THE EXERCISE: Count the lines in the items below that contain the string "parapet", and reply with that number alone.

RECORD EXTRACTS:
··········
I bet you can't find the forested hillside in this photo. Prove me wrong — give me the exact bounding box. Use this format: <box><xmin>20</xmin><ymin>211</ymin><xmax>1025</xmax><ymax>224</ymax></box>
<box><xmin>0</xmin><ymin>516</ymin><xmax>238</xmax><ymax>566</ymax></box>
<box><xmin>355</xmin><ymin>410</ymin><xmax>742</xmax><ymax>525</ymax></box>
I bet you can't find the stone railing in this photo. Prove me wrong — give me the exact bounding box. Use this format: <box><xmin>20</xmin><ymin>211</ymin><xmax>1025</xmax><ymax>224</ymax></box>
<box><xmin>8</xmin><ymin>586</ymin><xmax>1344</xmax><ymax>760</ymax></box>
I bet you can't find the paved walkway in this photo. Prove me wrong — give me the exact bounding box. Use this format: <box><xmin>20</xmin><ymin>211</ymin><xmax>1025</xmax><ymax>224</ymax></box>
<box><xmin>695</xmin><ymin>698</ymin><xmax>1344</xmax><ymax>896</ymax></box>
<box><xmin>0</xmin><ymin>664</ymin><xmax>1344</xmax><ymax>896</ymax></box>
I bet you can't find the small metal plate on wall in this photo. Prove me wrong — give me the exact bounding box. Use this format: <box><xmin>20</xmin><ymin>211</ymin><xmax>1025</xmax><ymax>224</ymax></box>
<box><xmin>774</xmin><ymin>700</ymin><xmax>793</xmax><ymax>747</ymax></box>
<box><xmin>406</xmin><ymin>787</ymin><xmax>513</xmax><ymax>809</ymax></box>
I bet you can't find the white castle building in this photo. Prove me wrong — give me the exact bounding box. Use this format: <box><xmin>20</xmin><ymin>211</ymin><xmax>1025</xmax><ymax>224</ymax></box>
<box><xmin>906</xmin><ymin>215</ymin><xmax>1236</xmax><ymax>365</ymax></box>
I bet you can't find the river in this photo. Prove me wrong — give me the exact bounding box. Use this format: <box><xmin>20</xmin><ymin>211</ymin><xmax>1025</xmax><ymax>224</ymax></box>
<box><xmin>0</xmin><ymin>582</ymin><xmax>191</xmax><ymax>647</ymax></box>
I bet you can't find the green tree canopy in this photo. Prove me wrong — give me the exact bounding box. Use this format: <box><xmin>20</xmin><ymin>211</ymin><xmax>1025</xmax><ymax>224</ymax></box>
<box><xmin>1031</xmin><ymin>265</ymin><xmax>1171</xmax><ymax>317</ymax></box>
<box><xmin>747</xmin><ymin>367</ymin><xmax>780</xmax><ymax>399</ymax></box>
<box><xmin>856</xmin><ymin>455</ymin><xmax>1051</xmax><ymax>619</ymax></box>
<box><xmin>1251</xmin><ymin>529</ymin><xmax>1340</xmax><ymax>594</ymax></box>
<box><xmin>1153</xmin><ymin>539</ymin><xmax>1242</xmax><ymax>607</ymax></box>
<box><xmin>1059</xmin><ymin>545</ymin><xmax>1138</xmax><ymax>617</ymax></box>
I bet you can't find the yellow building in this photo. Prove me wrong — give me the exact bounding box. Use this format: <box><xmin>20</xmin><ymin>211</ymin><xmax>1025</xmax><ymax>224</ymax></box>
··········
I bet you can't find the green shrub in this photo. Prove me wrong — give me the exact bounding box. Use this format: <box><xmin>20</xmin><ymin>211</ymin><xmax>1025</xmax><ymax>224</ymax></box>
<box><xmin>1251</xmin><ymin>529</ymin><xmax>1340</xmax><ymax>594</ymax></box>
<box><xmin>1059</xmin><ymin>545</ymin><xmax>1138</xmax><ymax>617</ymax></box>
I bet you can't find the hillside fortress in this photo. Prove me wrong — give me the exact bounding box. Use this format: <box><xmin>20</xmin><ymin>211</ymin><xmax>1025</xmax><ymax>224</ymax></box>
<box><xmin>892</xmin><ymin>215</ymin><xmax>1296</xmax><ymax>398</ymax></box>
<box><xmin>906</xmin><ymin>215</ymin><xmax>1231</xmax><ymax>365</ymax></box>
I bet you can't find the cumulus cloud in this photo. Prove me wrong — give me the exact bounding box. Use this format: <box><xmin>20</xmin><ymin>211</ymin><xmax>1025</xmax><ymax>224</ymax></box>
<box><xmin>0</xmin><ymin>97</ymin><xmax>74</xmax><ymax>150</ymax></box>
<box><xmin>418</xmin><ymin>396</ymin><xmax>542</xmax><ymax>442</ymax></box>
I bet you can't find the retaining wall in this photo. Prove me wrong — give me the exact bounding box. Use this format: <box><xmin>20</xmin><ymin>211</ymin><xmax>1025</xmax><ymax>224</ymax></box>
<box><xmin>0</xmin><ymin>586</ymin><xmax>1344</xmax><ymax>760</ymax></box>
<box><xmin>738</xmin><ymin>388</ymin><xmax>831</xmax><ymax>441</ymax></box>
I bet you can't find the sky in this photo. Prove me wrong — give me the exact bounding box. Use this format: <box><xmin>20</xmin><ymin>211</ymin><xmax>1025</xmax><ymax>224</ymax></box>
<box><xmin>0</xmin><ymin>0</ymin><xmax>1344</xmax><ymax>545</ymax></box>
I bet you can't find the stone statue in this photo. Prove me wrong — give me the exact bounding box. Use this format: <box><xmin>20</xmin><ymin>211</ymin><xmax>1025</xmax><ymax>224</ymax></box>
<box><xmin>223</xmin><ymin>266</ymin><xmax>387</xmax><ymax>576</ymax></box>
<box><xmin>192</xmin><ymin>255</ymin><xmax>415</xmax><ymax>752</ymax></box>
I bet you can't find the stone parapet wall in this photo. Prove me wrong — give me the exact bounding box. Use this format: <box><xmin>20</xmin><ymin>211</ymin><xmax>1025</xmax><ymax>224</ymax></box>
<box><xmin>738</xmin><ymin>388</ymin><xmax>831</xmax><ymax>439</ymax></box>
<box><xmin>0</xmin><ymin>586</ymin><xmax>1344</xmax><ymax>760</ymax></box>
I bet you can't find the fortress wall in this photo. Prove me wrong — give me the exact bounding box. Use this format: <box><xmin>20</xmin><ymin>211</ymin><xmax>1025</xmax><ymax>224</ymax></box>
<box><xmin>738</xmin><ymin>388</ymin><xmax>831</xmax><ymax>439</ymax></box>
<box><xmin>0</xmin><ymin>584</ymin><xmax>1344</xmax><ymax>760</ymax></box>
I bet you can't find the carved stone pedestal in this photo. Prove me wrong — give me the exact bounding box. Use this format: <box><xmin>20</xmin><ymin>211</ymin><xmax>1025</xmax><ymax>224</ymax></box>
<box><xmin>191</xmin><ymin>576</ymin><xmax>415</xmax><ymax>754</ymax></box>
··········
WRITTEN RESPONSE: 1